■ **TASK OBJECTIVE**: Line by line, the data below should be set down unchanged, with images excluded.

*** Block opens ***

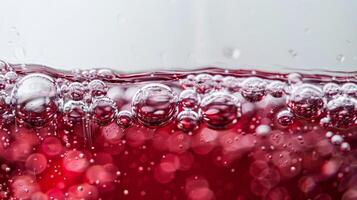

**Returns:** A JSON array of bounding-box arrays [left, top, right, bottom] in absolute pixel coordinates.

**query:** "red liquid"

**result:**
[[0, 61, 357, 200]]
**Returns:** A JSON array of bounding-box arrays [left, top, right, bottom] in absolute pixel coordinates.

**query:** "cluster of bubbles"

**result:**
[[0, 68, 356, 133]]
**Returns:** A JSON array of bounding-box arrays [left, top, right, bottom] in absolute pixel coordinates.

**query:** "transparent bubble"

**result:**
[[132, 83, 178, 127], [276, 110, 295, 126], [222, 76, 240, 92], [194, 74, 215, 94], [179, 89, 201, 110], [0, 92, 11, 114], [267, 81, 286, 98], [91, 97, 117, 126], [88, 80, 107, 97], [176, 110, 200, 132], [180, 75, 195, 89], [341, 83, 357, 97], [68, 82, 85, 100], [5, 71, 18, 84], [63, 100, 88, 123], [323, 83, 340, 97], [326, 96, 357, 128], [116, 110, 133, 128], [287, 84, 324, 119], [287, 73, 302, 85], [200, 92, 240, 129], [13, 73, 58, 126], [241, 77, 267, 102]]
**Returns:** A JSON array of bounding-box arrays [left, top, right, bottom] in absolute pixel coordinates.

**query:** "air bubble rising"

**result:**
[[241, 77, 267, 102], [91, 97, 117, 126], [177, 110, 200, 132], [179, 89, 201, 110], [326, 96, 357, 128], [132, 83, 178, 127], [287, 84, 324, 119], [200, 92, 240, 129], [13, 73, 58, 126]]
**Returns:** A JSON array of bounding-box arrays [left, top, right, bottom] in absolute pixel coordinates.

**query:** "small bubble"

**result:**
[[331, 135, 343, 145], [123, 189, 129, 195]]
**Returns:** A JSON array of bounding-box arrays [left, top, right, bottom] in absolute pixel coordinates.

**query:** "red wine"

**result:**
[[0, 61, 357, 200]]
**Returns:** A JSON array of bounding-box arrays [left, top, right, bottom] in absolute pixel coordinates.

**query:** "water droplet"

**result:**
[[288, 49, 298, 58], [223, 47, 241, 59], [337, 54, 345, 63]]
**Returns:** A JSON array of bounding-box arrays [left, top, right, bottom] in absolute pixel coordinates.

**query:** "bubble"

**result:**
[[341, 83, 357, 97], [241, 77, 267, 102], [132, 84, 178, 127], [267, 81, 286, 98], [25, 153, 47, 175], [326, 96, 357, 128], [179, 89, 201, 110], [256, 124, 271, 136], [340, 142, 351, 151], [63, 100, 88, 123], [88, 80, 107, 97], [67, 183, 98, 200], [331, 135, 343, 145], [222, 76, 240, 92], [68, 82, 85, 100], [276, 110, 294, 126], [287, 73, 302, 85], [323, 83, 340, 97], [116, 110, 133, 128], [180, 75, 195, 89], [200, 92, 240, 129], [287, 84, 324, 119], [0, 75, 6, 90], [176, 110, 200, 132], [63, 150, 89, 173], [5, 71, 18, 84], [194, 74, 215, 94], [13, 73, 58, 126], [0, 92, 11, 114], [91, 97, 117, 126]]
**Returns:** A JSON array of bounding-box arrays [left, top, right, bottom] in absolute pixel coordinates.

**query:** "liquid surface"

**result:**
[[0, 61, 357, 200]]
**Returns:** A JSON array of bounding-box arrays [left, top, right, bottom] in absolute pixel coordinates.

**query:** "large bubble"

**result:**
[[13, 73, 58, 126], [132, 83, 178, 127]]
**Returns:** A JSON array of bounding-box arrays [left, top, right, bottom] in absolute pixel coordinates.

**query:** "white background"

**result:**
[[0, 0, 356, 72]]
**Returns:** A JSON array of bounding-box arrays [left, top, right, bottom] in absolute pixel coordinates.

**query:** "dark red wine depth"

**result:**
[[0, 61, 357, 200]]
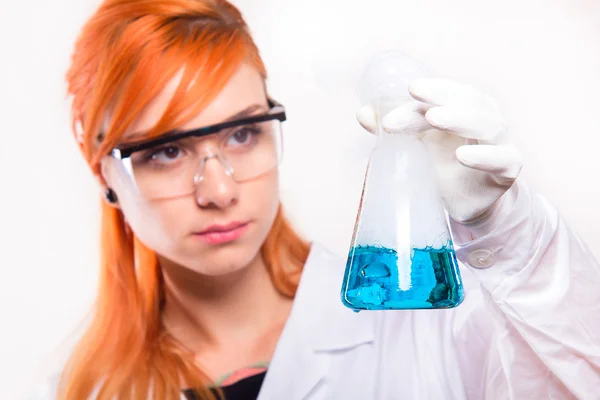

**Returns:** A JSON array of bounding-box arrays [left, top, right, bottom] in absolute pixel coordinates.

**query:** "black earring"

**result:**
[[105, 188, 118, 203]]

*** Block closes ***

■ **RESULT OF THE TASK**:
**Returns:** A JSON array of bounding-box arrays [left, top, right, bottom] in absolute pixel coordinates.

**query:** "red liquid"

**result:**
[[0, 61, 357, 200]]
**Returns:** A JSON array of bounding-box arrays [left, top, right, bottom] in absolute pixel coordinates.

**query:** "cluster of bubbles"

**result:**
[[0, 68, 356, 133]]
**Returns:** A JSON array of bounding-box arrays [left, top, right, bottom] in absolute pixel coordinates.

**query:** "transparent bubble"

**result:**
[[132, 83, 178, 127], [276, 110, 295, 126], [222, 76, 240, 92], [194, 74, 215, 94], [179, 89, 201, 110], [0, 92, 11, 114], [267, 81, 286, 98], [91, 97, 117, 126], [88, 80, 107, 97], [176, 110, 200, 132], [180, 75, 195, 89], [341, 83, 357, 97], [68, 82, 85, 100], [5, 71, 18, 84], [63, 100, 88, 123], [323, 83, 340, 97], [326, 96, 357, 128], [116, 110, 133, 128], [287, 84, 324, 119], [287, 73, 302, 85], [200, 92, 240, 129], [13, 73, 58, 126], [241, 77, 267, 102]]
**Returns:** A JSON array of bounding-box arrays [left, top, right, bottom] in absolute pixel coordinates.

**query:** "air bubble rising"

**result:**
[[241, 77, 267, 102], [91, 97, 117, 126], [177, 110, 200, 132], [179, 89, 201, 110], [326, 96, 357, 128], [132, 83, 178, 127], [287, 84, 324, 119], [200, 92, 240, 129], [13, 73, 58, 126]]
**Returns:** A JSON array of bounding-box arrays [left, top, right, bottom] in absolute pixel coordinates.

**query:** "small bubble"

**result:**
[[331, 135, 343, 145], [123, 189, 129, 195]]
**Returns:** A JSON array of bounding-box arrays [left, top, right, bottom] in absolute pixel coordinates.

**query:** "red wine"

**result:**
[[0, 61, 357, 200]]
**Returns:** A JSON array of bounding-box arrays [left, top, right, bottom] in absolute pixel coordinates.

**query:** "water droplet"

**result:**
[[288, 49, 298, 58], [223, 47, 241, 59], [337, 54, 345, 63]]
**Returns:** A JSON array of bounding-box arrays [left, top, right, bottom] in absolute pixel coordinates.

**query:** "bubble"

**result:**
[[341, 83, 357, 97], [241, 77, 267, 102], [132, 84, 178, 127], [267, 81, 286, 98], [25, 153, 47, 175], [326, 96, 357, 128], [179, 89, 201, 110], [256, 124, 271, 136], [340, 142, 351, 151], [63, 100, 88, 123], [88, 80, 107, 97], [67, 183, 98, 200], [331, 135, 343, 145], [222, 76, 240, 92], [68, 82, 85, 100], [276, 110, 294, 126], [287, 73, 302, 85], [323, 83, 340, 97], [116, 110, 133, 128], [180, 75, 195, 89], [200, 92, 240, 129], [287, 84, 324, 119], [0, 75, 6, 90], [176, 110, 200, 132], [63, 150, 89, 173], [5, 71, 18, 84], [194, 74, 215, 94], [13, 73, 58, 126], [0, 92, 11, 114], [91, 97, 117, 126]]
**Returns:** A JSON array of bounding-box arrays [left, top, right, bottom] in absolute pixel coordinates.

**query:** "liquid surface"

**result:**
[[0, 61, 357, 200]]
**Returns:** A JSON array of bounding-box arrays [left, top, right, bottom] in absolute pixel coordinates.

**query:** "large bubble"

**result:**
[[13, 73, 58, 126], [132, 83, 178, 127]]
**Returns:** A JSON array of bounding-box arrays [left, top, right, bottom] in absolute pixel coordinates.

**query:** "white background"

**result:**
[[0, 0, 356, 72]]
**Returns:** A JSON array of bounding-box arrays [left, top, right, bottom] in absolute pixel coordinates.

**query:** "dark red wine depth"

**result:**
[[0, 61, 357, 200]]

**Returns:** A JSON array of bounding-box arrays [left, top, right, bottom] in absolute pixel coordinates.

**query:** "black earring"

**result:**
[[105, 188, 118, 203]]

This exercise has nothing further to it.